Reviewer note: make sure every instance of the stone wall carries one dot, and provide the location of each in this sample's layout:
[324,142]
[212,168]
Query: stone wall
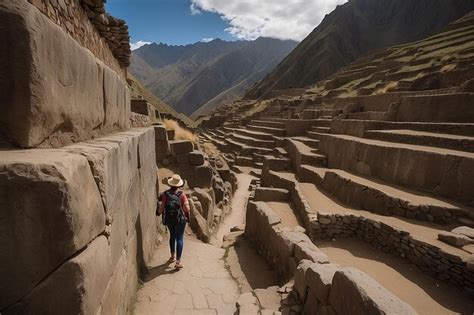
[282,247]
[87,22]
[53,90]
[413,168]
[332,289]
[430,259]
[322,287]
[78,223]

※ ※ ※

Exercise aim >>
Return the material in full, word for word, and skip the pictures.

Your response >>
Reviewer note: make sure every instance of the stone wall carries one dot, and provide the location of each in this sample's layout:
[324,142]
[212,168]
Query: stone wall
[282,247]
[87,22]
[53,90]
[413,168]
[332,289]
[430,259]
[322,287]
[78,223]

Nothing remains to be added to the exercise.